**What is expected:** Put every one of the lines below into a Markdown table with the columns "Row" and "Text". Put the row number in "Row" and the line in "Text". Omit blank lines and leave the pictures out of the answer.

(Recorded data)
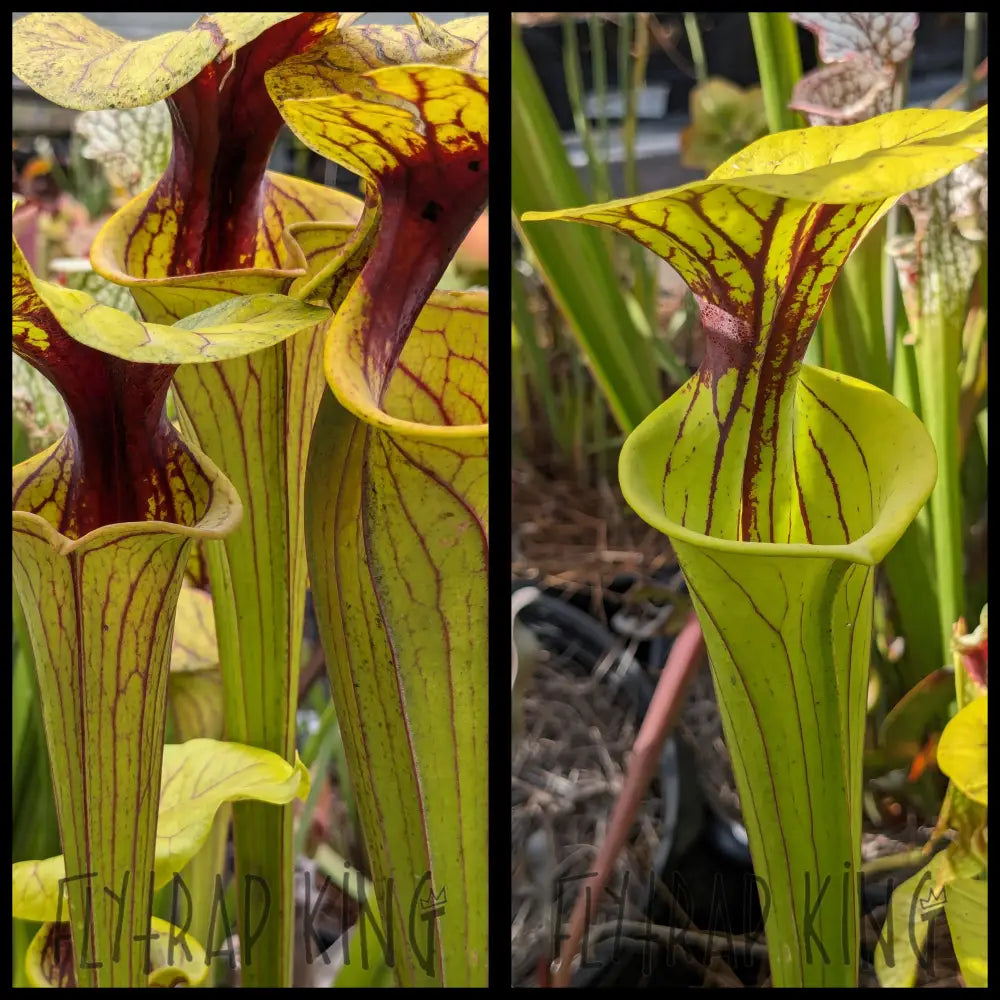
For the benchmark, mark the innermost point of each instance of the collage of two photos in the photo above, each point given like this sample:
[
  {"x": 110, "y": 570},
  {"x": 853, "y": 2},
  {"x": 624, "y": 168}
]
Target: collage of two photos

**Expected answer:**
| Row | Text |
|---|---|
| 1 | For the benchmark, mark the innermost point of each instance of the collage of two photos in the photo above, each point given like this sample: |
| 2 | [ |
| 3 |   {"x": 110, "y": 570}, |
| 4 |   {"x": 853, "y": 2}, |
| 5 |   {"x": 624, "y": 168} |
| 6 | ] |
| 7 | Target: collage of two photos |